### [WORK TO BE COMPLETED]
Reproduce each of the items below word for word, leaving out the pictures.

===== ENTRIES =====

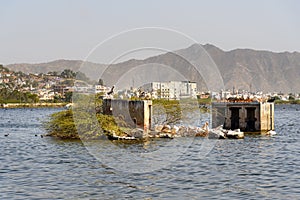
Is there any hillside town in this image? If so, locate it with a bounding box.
[0,65,300,103]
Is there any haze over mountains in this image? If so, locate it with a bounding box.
[5,44,300,93]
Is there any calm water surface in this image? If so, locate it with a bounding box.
[0,105,300,199]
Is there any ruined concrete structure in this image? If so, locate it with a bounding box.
[212,102,274,132]
[103,99,152,132]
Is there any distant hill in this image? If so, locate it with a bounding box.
[5,59,105,80]
[5,44,300,92]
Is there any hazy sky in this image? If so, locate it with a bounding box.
[0,0,300,64]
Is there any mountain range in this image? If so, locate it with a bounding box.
[5,44,300,93]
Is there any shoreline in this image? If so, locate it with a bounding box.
[0,103,68,109]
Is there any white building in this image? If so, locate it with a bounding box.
[145,81,197,100]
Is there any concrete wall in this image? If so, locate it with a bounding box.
[103,99,152,132]
[212,102,274,132]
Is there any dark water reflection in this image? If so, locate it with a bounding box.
[0,105,300,199]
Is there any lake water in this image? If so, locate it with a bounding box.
[0,105,300,199]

=====

### [SOLUTION TO THIS TASK]
Is there any hillside town in this image? If so, locate it with a bounding box.
[0,65,300,103]
Is there any haze over mountains in this image? If so, locate it with a bounding box.
[5,44,300,93]
Is there any calm water surface in this image? If so, locate it with a bounding box.
[0,105,300,199]
Is there any ruined concrete structure in this image? If so, locate it with a bounding box.
[212,102,274,132]
[103,99,152,132]
Is there any distant hill in this image? If so, locate it with a bounding box.
[5,59,105,80]
[5,44,300,92]
Is there any hazy sky in this image? If so, locate it with a bounding box.
[0,0,300,64]
Is there any mountain range in this image? If so, locate it with a bounding box.
[5,44,300,93]
Is there any shoreline in this image? If so, locate it with a bounding box.
[0,103,68,109]
Is there any white building in this image? If so, locate it with a bounding box.
[145,81,197,100]
Is there any concrete wall in this image? If so, locate it with a bounding box.
[103,99,152,132]
[212,102,274,132]
Is there any dark water reflection in this image? If so, locate it with a bounding box.
[0,105,300,199]
Is there any lake water in this image? If so, locate it with a bounding box.
[0,105,300,199]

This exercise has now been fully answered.